## Written task
Filter the lines below, copying in full every line that contains the string "carving".

--------------------------------------------------

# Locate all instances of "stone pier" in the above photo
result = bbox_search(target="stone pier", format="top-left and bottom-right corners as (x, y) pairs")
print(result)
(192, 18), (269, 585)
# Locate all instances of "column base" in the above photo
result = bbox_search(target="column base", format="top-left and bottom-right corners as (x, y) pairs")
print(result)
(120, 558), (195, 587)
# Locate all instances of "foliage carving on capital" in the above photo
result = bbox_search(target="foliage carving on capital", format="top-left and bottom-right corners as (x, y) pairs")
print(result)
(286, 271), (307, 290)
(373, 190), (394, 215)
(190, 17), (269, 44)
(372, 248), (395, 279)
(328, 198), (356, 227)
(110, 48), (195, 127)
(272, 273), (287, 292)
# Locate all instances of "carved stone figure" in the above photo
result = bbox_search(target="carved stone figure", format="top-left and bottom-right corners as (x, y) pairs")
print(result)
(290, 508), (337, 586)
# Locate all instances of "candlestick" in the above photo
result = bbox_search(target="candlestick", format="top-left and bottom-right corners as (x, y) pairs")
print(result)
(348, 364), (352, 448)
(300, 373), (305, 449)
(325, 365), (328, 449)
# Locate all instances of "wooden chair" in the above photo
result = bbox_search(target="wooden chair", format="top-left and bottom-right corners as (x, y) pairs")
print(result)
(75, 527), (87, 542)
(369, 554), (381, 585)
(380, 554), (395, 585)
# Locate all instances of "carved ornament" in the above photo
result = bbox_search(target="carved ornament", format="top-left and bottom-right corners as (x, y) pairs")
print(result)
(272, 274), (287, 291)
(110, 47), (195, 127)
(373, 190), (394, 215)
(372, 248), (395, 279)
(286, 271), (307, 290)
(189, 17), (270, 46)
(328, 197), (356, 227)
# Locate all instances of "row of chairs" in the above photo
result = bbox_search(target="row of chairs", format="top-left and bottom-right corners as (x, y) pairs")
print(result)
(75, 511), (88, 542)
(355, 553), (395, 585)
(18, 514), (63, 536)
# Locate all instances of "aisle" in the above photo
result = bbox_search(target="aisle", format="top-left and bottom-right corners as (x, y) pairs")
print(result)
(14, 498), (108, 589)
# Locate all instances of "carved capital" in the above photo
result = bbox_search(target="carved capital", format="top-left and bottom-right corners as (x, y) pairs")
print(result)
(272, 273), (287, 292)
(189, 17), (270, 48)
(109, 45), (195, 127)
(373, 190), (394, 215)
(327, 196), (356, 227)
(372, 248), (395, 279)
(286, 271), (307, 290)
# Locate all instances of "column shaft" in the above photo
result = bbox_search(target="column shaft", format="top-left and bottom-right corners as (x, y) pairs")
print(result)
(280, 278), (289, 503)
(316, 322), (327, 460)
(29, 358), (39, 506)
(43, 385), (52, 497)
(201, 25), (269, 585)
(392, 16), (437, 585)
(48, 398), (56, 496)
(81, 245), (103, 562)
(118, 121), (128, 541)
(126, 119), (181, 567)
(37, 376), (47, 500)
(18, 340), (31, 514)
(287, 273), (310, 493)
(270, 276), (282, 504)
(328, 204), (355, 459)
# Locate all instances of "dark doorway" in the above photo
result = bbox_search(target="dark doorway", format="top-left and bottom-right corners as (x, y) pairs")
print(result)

--------------------------------------------------

## Completed exercise
# Locate all instances of "foliage carving on capital" in the above photo
result = bbox_search(target="foliage carving on capital", format="top-left and bottom-right corners as (x, y) pairs")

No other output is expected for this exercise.